[Items listed in a dataset]

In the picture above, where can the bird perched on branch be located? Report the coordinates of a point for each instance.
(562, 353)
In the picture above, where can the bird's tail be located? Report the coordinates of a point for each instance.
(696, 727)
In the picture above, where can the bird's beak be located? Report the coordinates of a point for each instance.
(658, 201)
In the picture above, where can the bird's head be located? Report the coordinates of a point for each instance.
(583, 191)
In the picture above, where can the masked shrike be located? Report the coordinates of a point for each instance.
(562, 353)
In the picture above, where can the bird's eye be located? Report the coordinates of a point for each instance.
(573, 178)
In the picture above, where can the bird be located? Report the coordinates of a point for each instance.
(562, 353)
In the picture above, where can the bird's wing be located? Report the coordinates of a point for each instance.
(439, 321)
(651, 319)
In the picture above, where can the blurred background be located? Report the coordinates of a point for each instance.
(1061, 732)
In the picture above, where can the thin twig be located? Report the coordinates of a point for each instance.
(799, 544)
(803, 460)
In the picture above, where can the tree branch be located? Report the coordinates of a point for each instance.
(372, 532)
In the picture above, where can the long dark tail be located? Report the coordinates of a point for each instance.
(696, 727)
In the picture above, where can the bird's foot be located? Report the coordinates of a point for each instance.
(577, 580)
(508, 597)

• [Exercise aim]:
Retype the listing above in full, with no alterations.

• [Exercise answer]:
In the picture above, where can the bird perched on branch be located? Report the coordinates of a point for each instance.
(562, 353)
In the picture above, where can the bird's tail be located? Report the coordinates of a point for each instance.
(696, 727)
In the picture above, where can the bird's beak be located? Report the coordinates of a point for each instance.
(658, 201)
In the picture above, where can the bird's head be located? Report the coordinates of a point for each instance.
(583, 191)
In the picture above, where can the masked shrike be located? Report the coordinates of a point for each instance.
(562, 353)
In the picture above, where can the bird's eye be located? Report the coordinates of a point for each instance.
(573, 178)
In the picture above, where can the bird be located? Report the coordinates of a point for each instance.
(562, 353)
In the picture above, where can the bird's wing be located? Report the coordinates of a point for each instance.
(439, 321)
(651, 319)
In the picture above, where can the blurred background be located? Report the coordinates of a point for each instance.
(1061, 732)
In the picture above, where can the thin twig be located? Report the coordinates of a point for each instance.
(799, 544)
(803, 460)
In the picture above, where can the tree branch be located? Report the coordinates of a point for each instance.
(372, 532)
In the picture above, where can the long dark tail be located? Report the coordinates of a point for each instance.
(696, 727)
In the picture above, where can the bird's foot be located? Report the coordinates of a point for each instance.
(577, 580)
(508, 597)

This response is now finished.